+++ DATA IN THIS EXERCISE

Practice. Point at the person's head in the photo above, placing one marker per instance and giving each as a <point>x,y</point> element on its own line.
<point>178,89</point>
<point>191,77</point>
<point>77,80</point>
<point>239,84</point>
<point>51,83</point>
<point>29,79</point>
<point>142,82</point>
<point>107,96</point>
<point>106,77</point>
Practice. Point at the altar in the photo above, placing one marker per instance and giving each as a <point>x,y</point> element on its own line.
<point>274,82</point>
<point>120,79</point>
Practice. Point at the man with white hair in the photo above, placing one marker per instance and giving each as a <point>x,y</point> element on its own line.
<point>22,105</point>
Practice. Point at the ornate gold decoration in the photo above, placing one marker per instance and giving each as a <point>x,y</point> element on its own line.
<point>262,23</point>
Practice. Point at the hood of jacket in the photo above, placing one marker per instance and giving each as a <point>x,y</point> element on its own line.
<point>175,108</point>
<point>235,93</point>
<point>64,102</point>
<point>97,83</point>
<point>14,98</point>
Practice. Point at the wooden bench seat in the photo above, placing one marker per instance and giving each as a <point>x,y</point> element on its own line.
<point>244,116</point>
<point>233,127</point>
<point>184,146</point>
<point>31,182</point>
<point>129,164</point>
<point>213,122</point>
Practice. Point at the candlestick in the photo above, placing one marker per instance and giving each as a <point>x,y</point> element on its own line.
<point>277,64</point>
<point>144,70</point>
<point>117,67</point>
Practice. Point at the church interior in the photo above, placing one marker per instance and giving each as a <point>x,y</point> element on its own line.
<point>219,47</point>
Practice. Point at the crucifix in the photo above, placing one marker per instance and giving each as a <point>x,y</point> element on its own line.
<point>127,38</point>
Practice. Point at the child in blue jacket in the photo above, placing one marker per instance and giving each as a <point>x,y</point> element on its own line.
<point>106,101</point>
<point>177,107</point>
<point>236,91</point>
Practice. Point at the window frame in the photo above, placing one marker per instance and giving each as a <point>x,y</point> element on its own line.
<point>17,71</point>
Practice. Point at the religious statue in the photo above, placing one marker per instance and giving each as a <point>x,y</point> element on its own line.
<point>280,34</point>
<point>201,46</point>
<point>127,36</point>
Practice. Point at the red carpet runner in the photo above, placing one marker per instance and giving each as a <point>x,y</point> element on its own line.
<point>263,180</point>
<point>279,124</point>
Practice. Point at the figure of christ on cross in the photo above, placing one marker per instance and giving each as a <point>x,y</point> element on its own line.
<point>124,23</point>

++++++

Set each line down exactly, starting with the one that contains "Practice. Point at the church" and ending with the last line of the listing; add nothing else.

▶ [RESPONSE]
Practice. Point at the church interior in the photo above, placing one marker per instance and giving each as a <point>x,y</point> element on its own line.
<point>219,47</point>
Practice. Point at the crucifix in the photo above, placing one marker per instance and giving each as a <point>x,y</point> element on its own line.
<point>127,38</point>
Practice. Point at the child in blue jacket in the photo above, placing one marker per instance and giving each as a <point>x,y</point> element on its own line.
<point>106,101</point>
<point>177,107</point>
<point>236,91</point>
Practice. Point at the window frame in the photo above, placing one marker per instance and giving each as a <point>x,y</point> element on its own line.
<point>17,71</point>
Practice. Point at the religious statue in the photo above, placing one marker per instance and giving each as a <point>x,y</point> element on its own line.
<point>280,34</point>
<point>201,46</point>
<point>127,36</point>
Practice. Point at the red carpet runner in the photo above, placing one marker per instance and giving each as a <point>x,y</point> element on its own line.
<point>263,180</point>
<point>279,124</point>
Practice. Point at the figure of christ on cross in the photo above, placing one marker per instance and giving each as a <point>x,y</point> element on its own line.
<point>124,23</point>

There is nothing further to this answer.